- Instructions to follow -
Please print exactly the lines running from the one that contains "Task: indicate the stainless steel sink" to the end of the data, with both lines included.

[Object position labeling entries]
____

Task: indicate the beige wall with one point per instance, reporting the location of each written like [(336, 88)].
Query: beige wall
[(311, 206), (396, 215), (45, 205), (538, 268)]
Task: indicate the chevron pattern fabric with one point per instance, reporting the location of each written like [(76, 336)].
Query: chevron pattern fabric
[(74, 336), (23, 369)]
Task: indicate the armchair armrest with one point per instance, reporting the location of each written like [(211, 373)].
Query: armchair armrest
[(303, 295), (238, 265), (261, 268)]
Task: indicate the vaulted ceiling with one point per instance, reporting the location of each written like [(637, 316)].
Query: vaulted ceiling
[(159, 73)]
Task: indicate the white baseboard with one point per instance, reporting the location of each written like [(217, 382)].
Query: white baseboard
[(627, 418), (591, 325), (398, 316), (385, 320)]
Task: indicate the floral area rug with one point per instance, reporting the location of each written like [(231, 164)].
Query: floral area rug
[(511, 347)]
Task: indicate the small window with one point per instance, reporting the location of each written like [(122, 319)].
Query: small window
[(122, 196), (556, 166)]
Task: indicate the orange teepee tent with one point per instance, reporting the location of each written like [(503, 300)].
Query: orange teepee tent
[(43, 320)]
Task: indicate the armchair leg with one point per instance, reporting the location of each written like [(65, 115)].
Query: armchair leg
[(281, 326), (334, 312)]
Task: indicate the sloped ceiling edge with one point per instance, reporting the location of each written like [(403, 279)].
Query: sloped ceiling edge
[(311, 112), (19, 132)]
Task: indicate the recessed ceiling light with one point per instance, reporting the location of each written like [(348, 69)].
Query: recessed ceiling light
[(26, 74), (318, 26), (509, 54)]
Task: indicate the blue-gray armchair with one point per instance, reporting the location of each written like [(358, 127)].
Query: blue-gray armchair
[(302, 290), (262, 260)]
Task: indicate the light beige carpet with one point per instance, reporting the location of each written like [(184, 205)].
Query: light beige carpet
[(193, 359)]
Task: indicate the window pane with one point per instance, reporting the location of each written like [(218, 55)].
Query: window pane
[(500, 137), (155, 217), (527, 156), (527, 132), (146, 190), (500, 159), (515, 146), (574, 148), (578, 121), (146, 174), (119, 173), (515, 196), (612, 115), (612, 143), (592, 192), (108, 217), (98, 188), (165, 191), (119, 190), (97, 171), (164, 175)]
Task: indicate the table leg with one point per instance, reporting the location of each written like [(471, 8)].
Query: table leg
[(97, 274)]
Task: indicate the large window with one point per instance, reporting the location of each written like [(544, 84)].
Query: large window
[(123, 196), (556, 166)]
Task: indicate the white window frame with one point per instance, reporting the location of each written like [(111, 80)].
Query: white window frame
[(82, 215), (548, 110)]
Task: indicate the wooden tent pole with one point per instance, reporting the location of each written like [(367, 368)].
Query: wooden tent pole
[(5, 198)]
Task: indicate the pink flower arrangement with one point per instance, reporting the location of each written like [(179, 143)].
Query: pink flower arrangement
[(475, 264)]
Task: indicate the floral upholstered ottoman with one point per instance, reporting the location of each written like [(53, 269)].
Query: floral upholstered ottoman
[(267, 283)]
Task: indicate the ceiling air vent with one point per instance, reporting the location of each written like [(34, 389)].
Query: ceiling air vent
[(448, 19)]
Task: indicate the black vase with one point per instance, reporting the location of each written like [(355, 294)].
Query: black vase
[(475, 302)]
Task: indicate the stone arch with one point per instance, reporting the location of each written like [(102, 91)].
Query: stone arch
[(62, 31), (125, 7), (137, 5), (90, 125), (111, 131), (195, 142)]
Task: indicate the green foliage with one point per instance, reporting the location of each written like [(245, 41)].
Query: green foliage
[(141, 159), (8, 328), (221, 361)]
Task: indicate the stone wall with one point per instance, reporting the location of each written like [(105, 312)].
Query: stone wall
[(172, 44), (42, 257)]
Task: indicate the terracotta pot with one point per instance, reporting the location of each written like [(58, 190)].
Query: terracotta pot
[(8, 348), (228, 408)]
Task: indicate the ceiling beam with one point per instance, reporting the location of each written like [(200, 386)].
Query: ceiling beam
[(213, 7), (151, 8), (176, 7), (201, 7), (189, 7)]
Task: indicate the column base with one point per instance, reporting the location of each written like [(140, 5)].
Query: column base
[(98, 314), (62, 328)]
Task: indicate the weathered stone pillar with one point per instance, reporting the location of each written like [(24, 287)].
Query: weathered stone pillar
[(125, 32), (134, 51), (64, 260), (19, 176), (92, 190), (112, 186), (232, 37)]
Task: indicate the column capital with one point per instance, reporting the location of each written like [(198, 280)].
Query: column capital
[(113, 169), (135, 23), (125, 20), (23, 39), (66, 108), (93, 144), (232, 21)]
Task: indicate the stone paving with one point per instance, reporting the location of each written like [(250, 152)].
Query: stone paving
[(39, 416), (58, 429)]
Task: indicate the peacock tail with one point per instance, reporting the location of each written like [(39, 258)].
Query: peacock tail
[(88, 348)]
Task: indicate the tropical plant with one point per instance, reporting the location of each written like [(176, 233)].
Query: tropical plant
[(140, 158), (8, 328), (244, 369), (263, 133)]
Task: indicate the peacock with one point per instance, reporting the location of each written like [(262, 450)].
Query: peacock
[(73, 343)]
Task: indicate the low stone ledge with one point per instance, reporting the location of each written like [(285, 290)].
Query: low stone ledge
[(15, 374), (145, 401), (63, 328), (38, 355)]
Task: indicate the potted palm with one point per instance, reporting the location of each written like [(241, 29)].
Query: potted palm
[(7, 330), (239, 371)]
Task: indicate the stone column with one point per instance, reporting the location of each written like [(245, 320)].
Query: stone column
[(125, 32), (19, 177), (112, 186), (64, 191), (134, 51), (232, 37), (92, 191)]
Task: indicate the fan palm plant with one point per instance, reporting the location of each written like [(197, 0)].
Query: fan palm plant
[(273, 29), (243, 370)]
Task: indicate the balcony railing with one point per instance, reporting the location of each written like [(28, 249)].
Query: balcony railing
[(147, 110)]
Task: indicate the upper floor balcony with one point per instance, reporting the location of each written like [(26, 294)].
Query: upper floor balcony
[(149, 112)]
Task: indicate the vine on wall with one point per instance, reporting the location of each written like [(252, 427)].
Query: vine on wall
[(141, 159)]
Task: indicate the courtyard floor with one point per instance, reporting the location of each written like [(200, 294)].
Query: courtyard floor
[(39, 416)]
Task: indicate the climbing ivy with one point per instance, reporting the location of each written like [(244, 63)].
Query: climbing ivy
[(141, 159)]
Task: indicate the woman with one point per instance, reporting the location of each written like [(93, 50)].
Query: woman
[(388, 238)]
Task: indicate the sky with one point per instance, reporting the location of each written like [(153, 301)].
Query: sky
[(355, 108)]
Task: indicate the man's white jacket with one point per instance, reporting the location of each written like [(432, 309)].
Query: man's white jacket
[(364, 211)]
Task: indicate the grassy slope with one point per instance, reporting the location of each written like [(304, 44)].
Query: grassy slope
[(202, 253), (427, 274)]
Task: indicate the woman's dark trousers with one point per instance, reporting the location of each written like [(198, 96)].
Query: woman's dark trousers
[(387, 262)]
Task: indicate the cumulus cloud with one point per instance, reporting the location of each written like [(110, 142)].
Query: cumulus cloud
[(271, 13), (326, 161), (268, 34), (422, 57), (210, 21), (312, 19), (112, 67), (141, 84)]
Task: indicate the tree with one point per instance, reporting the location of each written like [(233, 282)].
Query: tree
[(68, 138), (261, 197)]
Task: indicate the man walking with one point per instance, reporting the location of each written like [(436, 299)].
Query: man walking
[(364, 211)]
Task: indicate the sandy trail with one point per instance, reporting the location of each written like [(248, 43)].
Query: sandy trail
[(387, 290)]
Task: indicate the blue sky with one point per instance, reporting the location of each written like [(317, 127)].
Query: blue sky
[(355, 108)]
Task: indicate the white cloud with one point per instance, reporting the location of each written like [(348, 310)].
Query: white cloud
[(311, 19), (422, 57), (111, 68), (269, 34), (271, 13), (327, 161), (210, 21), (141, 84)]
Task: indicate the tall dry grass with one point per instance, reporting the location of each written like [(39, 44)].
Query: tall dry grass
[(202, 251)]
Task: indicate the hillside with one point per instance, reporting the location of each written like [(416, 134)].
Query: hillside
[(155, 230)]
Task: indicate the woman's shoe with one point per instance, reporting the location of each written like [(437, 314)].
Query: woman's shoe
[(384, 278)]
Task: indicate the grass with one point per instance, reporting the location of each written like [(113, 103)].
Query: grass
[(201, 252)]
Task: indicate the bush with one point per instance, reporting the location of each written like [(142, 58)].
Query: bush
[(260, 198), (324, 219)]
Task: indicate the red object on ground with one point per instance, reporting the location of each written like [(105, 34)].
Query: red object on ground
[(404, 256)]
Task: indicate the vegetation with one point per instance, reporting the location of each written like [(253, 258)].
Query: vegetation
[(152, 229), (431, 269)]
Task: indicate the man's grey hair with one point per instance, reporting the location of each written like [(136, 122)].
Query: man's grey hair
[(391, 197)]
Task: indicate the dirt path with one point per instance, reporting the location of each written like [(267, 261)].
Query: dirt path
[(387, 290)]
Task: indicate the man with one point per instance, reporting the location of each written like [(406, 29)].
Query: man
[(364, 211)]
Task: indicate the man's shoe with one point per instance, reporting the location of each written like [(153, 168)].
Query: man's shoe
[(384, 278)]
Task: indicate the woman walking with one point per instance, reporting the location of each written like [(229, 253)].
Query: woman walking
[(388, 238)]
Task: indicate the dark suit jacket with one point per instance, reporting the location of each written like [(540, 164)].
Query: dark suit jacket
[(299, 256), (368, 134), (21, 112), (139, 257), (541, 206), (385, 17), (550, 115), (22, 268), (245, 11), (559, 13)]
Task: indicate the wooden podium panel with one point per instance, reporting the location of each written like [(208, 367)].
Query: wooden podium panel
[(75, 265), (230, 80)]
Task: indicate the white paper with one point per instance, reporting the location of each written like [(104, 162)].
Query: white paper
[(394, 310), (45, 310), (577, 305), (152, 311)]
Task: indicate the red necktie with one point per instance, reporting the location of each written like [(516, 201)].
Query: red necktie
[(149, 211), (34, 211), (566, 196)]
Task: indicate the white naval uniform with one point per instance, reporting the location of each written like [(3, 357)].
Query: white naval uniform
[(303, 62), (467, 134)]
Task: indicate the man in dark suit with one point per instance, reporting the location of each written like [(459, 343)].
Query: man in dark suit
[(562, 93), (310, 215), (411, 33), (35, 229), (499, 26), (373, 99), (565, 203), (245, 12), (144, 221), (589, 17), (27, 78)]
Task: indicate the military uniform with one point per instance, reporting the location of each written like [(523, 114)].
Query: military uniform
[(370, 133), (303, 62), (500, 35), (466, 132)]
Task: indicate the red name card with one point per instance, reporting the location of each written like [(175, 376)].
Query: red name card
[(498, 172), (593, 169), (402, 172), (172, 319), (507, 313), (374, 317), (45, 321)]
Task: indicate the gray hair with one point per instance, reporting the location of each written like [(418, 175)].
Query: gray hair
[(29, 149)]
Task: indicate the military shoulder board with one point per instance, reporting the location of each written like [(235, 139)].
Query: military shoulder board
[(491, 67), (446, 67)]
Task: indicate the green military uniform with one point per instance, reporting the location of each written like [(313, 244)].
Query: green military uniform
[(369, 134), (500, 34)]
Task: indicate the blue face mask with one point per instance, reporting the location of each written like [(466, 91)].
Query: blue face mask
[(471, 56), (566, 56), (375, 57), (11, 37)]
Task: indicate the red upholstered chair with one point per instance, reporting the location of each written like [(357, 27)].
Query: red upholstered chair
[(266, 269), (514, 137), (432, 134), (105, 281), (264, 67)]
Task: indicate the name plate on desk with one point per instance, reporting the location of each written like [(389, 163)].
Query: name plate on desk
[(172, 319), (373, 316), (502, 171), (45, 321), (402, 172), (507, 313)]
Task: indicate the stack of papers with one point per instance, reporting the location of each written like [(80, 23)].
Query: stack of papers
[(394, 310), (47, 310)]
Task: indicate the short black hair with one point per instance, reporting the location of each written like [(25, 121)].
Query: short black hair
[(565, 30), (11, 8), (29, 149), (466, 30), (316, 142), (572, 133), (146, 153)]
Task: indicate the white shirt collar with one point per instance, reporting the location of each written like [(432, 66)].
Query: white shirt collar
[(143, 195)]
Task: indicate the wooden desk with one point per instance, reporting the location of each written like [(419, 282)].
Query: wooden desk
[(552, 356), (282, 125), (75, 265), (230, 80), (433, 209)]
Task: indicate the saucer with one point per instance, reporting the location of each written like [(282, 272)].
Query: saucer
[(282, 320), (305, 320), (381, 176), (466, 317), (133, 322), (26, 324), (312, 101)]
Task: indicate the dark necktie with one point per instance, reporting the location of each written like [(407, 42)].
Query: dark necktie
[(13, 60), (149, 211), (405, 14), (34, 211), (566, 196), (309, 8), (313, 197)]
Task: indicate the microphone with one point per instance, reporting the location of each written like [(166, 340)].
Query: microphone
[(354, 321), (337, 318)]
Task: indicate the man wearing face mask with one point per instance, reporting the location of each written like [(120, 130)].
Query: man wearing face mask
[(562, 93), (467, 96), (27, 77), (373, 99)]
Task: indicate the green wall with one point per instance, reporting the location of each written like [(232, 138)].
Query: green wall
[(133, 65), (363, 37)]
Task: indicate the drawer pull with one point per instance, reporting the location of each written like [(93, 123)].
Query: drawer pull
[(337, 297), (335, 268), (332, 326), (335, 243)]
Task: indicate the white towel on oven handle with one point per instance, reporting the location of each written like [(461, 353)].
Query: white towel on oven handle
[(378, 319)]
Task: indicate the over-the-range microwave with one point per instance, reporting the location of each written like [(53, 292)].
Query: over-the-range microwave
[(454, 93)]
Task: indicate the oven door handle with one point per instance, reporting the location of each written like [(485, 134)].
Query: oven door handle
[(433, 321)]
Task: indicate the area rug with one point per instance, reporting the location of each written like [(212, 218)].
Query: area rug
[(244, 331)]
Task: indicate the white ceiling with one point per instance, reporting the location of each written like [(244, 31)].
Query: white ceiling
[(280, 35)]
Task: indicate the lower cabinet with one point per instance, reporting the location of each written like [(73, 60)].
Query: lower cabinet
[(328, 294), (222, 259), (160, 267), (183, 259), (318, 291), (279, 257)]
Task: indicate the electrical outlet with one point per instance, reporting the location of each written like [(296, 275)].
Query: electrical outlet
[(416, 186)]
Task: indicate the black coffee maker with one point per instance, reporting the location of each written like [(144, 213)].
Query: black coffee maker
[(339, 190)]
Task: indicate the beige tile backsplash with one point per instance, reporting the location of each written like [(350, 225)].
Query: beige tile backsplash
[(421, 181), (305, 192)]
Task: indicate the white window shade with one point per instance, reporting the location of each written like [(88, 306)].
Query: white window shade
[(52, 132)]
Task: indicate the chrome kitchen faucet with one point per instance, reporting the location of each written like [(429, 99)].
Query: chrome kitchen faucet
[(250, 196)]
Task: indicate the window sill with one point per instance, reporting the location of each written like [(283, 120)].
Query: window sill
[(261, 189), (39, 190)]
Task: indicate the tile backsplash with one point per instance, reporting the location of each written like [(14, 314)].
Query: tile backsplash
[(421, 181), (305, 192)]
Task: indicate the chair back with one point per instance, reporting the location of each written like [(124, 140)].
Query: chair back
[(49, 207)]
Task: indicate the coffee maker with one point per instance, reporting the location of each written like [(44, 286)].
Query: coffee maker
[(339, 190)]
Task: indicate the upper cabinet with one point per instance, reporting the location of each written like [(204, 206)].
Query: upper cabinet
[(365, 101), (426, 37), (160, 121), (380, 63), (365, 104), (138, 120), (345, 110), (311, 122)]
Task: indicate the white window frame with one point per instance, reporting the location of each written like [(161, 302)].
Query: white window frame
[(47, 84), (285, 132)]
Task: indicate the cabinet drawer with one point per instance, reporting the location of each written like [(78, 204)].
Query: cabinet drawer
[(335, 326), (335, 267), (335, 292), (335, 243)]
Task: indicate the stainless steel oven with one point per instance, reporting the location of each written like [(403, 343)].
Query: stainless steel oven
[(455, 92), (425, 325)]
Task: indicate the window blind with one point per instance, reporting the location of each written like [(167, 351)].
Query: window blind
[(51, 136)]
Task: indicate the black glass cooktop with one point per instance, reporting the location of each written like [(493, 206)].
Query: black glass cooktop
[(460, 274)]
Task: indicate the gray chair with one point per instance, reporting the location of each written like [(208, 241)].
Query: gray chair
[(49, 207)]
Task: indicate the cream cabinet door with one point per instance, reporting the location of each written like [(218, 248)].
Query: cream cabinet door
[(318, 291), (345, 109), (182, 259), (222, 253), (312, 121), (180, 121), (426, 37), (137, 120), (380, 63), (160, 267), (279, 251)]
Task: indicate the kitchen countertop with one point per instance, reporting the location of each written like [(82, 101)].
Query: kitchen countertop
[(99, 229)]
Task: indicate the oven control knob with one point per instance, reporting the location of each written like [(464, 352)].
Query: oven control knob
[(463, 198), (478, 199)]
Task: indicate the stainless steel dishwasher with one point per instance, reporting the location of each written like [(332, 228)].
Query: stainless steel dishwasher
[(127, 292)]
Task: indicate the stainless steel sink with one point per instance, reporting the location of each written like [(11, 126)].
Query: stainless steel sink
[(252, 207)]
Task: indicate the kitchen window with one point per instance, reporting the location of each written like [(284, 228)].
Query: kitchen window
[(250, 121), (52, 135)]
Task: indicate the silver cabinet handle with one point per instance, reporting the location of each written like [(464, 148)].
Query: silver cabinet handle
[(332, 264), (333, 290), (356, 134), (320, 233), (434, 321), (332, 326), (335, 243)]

____

- Full output -
Task: indicate the stainless steel sink with one point per instance, reporting the location of each written like [(11, 126)].
Query: stainless steel sink
[(252, 207)]
Task: indicate the kitchen window with one point per instance, reporting the location of each written like [(284, 228)].
Query: kitchen window
[(250, 121), (52, 135)]
Task: indicate the silver cabinet handle with one point per instance, reporting the location of each written like [(464, 148)].
Query: silver cabinet handle
[(332, 264), (333, 290), (356, 134), (320, 233), (434, 321), (332, 326), (335, 243)]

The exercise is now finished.